Consigne
Poursuivez le texte sur Roberta Sá et le Trio Madeira Brasil après sa dernière phrase.

Roberta Sá appartient à la nouvelle génération de chanteuses brésiliennes pour qui le samba est une racine qui donne de beaux fruits. Pour interpréter le répertoire de Roque Ferreira, elle a choisi une forme d'excellence instrumentale en nouant cette collaboration avec le Trio Madeira Brasil. Dans cet exercice, aucun moyen de se cacher : la voix se doit d'être à la hauteur. Car ce trio à cordes composé de Marcello Gonçalves (guitare 7 cordes), Zé Paul Becker (guitare) et Ronaldo do Bandolim (mandoline) fait partie de ces formations instrumentales ayant atteint une maîtrise stupéfiante de leur art. Tous trois sont des virtuoses d'expérience.

Marcello Gonçalves est un des guitaristes 7 cordes les plus sollicités du pays. Pour décrire l'importance de cet instrument dans certaines musiques brésiliennes, Thierry, de l'indispensable BossaNovaBrasil, trouvait les mots justes : "la 7 cordes n’est pas un instrument pour ramenard : on n’en attend pas de solo, mais une rythmique irréprochable et une base harmonique solide pour tout le groupe" (justement dans un message consacré à Roberta Sá). Zé Paulo Becker est un guitariste de formation classique, récompensé d'un Premier Prix du Concours International Villa-Lobos*, en 1992, ayant préféré ensuite se consacrer aux musiques populaires. "J'avais déjà douze ans de guitare classique derrière moi quand j'ai commencé à m'intéresser à l'univers de la musique populaire brésilienne et, en particulier, du choro"**. Et Ronaldo do Bandolim, l'aîné du groupe (né en 1950), est un des meilleurs joueurs de mandoline du pays, instrument lui aussi essentiel du choro. Il fut membre du Conjunto Época de Ouro, une sacrée référence.

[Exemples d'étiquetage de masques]

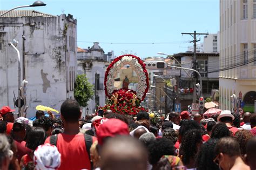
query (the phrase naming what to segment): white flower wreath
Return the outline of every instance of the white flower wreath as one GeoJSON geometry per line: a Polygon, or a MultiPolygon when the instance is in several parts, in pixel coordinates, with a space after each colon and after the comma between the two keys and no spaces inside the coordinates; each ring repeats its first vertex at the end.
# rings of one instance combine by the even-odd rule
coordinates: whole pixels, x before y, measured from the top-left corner
{"type": "MultiPolygon", "coordinates": [[[[147,72],[145,66],[142,65],[142,64],[139,63],[140,62],[139,58],[138,57],[126,55],[120,56],[119,60],[117,61],[113,61],[112,63],[112,65],[110,67],[109,71],[106,72],[106,79],[105,77],[105,90],[107,95],[110,96],[114,90],[114,78],[120,69],[126,64],[130,65],[133,68],[136,72],[138,78],[138,86],[137,87],[137,91],[136,91],[137,96],[139,99],[142,101],[145,97],[145,94],[147,92],[149,89],[149,83],[147,77],[147,72]]],[[[142,62],[140,62],[142,63],[142,62]]]]}

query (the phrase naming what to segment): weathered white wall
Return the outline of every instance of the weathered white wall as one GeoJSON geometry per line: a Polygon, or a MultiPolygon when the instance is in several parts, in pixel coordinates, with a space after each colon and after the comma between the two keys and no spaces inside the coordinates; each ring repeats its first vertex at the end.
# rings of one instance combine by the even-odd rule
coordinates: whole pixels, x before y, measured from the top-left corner
{"type": "MultiPolygon", "coordinates": [[[[76,40],[76,21],[69,22],[65,15],[49,18],[0,18],[0,30],[6,32],[7,43],[14,38],[19,42],[17,48],[22,61],[22,35],[26,38],[24,62],[25,79],[29,81],[26,90],[28,118],[35,115],[38,105],[59,111],[63,101],[73,97],[73,91],[70,91],[68,85],[70,80],[69,71],[75,74],[71,77],[72,84],[72,78],[76,74],[77,48],[72,48],[73,51],[69,49],[69,39],[66,40],[63,33],[65,25],[67,37],[71,35],[76,40]]],[[[76,47],[75,42],[73,46],[76,47]]],[[[6,43],[3,49],[6,53],[2,53],[0,56],[0,104],[14,107],[14,92],[18,96],[17,55],[6,43]]],[[[22,73],[22,62],[21,67],[22,73]]],[[[21,78],[22,81],[22,74],[21,78]]]]}
{"type": "MultiPolygon", "coordinates": [[[[105,77],[105,71],[106,70],[105,64],[106,60],[103,59],[104,57],[104,52],[98,45],[98,43],[94,43],[94,45],[87,52],[82,52],[77,53],[77,73],[85,74],[88,78],[89,81],[93,86],[95,86],[95,73],[99,74],[99,86],[100,90],[97,92],[99,95],[99,102],[100,106],[104,106],[105,105],[106,96],[105,94],[104,81],[105,77]],[[86,63],[86,67],[85,67],[85,63],[86,63]]],[[[88,113],[95,113],[95,95],[92,99],[87,103],[88,113]]],[[[87,113],[86,109],[84,110],[83,115],[87,113]]]]}
{"type": "MultiPolygon", "coordinates": [[[[208,71],[218,70],[219,68],[219,57],[208,57],[208,71]]],[[[219,72],[208,73],[208,78],[219,78],[219,72]]]]}

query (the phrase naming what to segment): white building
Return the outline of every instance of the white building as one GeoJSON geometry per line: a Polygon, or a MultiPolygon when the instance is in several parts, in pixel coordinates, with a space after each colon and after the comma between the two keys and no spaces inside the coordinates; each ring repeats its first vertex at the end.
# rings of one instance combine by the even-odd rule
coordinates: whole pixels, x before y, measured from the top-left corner
{"type": "Polygon", "coordinates": [[[19,42],[21,81],[29,81],[27,117],[35,116],[38,105],[59,111],[63,101],[73,98],[76,19],[34,10],[14,10],[0,17],[0,105],[12,108],[14,93],[18,97],[18,57],[8,46],[13,38],[19,42]]]}
{"type": "Polygon", "coordinates": [[[226,69],[220,73],[220,108],[231,110],[234,93],[244,101],[244,111],[254,112],[256,1],[220,0],[220,69],[226,69]]]}
{"type": "Polygon", "coordinates": [[[88,102],[83,114],[94,113],[97,106],[105,105],[104,82],[106,56],[104,55],[103,49],[99,46],[99,43],[94,43],[89,49],[78,47],[77,52],[77,73],[85,74],[89,81],[95,87],[95,96],[88,102]]]}
{"type": "Polygon", "coordinates": [[[104,55],[106,57],[107,61],[110,63],[112,62],[116,57],[114,56],[114,51],[109,52],[107,54],[104,55]]]}
{"type": "MultiPolygon", "coordinates": [[[[187,47],[187,52],[193,52],[194,51],[194,46],[190,45],[187,47]]],[[[204,43],[197,43],[197,52],[203,52],[204,51],[204,43]]]]}
{"type": "Polygon", "coordinates": [[[211,33],[204,37],[204,52],[219,52],[220,49],[219,31],[211,33]]]}

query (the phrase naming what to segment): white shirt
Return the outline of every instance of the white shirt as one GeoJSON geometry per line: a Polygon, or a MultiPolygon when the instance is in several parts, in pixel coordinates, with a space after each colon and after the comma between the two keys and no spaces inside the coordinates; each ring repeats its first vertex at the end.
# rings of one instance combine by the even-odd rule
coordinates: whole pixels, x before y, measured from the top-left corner
{"type": "Polygon", "coordinates": [[[246,130],[251,130],[252,129],[252,128],[251,127],[251,123],[250,123],[244,124],[240,127],[246,130]]]}

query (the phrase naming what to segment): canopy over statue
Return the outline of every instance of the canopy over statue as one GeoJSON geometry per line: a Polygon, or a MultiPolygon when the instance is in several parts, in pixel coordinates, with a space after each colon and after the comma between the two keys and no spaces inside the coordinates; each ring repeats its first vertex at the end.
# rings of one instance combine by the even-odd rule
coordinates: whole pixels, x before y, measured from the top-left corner
{"type": "Polygon", "coordinates": [[[149,77],[145,65],[140,58],[131,55],[119,56],[110,64],[105,73],[105,93],[109,97],[108,104],[101,109],[104,111],[110,109],[114,113],[136,115],[145,109],[140,106],[149,90],[149,77]],[[123,81],[122,89],[114,90],[114,83],[116,76],[124,65],[129,64],[132,67],[138,77],[138,86],[137,91],[129,89],[130,83],[127,76],[123,81]]]}

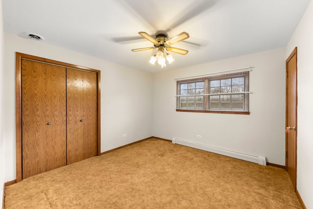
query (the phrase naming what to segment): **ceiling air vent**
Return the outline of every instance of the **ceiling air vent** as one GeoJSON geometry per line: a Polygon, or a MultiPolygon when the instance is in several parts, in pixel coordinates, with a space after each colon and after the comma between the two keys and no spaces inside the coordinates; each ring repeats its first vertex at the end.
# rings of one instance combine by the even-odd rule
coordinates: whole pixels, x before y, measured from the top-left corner
{"type": "Polygon", "coordinates": [[[35,33],[29,33],[27,34],[27,37],[30,39],[35,41],[42,41],[45,39],[45,38],[40,35],[35,33]]]}

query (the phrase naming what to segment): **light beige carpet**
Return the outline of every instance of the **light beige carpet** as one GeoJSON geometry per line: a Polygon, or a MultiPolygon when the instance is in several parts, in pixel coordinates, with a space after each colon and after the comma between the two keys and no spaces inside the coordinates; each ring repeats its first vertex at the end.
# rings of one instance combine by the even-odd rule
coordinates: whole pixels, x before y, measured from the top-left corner
{"type": "Polygon", "coordinates": [[[5,189],[11,209],[301,209],[288,173],[151,139],[5,189]]]}

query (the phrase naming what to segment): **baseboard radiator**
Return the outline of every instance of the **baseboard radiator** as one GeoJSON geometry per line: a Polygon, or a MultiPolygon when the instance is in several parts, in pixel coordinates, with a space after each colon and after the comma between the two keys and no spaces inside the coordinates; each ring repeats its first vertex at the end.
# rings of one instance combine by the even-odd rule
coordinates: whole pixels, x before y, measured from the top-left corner
{"type": "Polygon", "coordinates": [[[227,150],[225,149],[198,144],[191,141],[179,139],[176,138],[173,138],[172,139],[172,142],[174,144],[187,146],[202,150],[213,152],[214,153],[219,154],[220,155],[224,155],[225,156],[237,158],[237,159],[243,160],[244,161],[258,163],[262,165],[266,165],[266,159],[264,156],[257,156],[255,155],[247,155],[246,154],[240,153],[237,152],[234,152],[233,151],[227,150]]]}

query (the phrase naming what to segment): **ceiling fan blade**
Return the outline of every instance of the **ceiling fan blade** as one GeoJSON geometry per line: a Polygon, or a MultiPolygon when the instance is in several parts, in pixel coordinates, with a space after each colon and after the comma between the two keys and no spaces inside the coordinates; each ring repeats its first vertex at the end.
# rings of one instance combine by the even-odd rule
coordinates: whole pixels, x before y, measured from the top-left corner
{"type": "Polygon", "coordinates": [[[152,38],[151,37],[151,36],[150,36],[150,35],[149,35],[148,33],[146,33],[145,32],[139,32],[139,34],[140,35],[141,35],[141,36],[142,36],[143,38],[145,38],[146,39],[147,39],[148,41],[152,42],[154,44],[156,44],[156,45],[158,45],[159,43],[157,41],[156,41],[156,40],[155,40],[155,39],[154,39],[153,38],[152,38]]]}
{"type": "Polygon", "coordinates": [[[185,32],[180,33],[176,36],[174,36],[164,43],[164,45],[167,46],[171,46],[178,42],[183,41],[185,39],[187,39],[189,38],[189,34],[185,32]]]}
{"type": "Polygon", "coordinates": [[[175,47],[168,46],[166,47],[166,50],[172,51],[172,52],[177,53],[178,54],[182,54],[184,55],[188,53],[188,50],[182,49],[181,48],[175,48],[175,47]]]}
{"type": "Polygon", "coordinates": [[[143,51],[144,50],[153,49],[154,48],[156,48],[156,47],[147,47],[146,48],[134,48],[134,49],[132,49],[132,51],[143,51]]]}

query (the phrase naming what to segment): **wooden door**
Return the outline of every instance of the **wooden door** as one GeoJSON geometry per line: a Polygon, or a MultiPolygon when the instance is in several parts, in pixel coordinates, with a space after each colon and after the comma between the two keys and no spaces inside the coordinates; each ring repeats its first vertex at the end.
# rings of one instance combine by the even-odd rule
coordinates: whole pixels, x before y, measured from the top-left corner
{"type": "Polygon", "coordinates": [[[66,164],[66,69],[22,60],[22,178],[66,164]]]}
{"type": "Polygon", "coordinates": [[[294,188],[297,180],[297,48],[286,60],[286,169],[294,188]],[[289,129],[290,128],[290,129],[289,129]],[[289,131],[289,133],[287,133],[289,131]]]}
{"type": "Polygon", "coordinates": [[[67,164],[97,155],[97,75],[67,70],[67,164]]]}

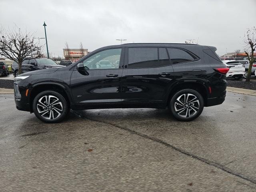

Réponse
Pour ceux qui ont eu la chance de le voir, le Trio Madeira Brasil participait aux côtés de Teresa Cristina et autres Yamandu Costa à Brasileirinho, le film de Mika Kaurismaki consacré au choro.

La direction musicale de l'album est assurée par Marcello Gonçalves et sa production, l'œuvre de Pedro Luis. Oui, le Pedro Luis du groupe A Parede et de Monobloco, et qui se trouve être à la ville Monsieur Roberta Sá.


Quant à Roberta Sá, trente ans tout juste, on s'étonne encore qu'elle ait pu commencer sa carrière par une participation au programme Fama, l'équivalent de notre Nouvelle Star, dans lequel elle ne fit visiblement pas long feu. Et c'est tant mieux : l'épanouissement artistique compte infiniment plus qu'une notoriété de bazar. Toujours très souriante, la jeune fille des débuts a laissé la place à une femme radieuse. Si elle est devenue depuis l'enfance une carioca d'adoption, elle n'oublie jamais ses racines nordestines, étant originaire de Natal dans le Rio Grande do Norte, et se sent dans son élément dans l'univers de Roque Ferreira. Elle avait d'ailleurs déjà interprété une de ses compositions, "Laranjeira", sur son précédent album Que Estranho Dia para se Ter Alegria, en 2007.

A ce trio infernal et sa chanteuse inspirée, se joignent deux percussionnistes, Zero et Paulinhos Dias, dont la présence est également nécessaire pour incarner l'âme afro des compositions de Roque Ferreira.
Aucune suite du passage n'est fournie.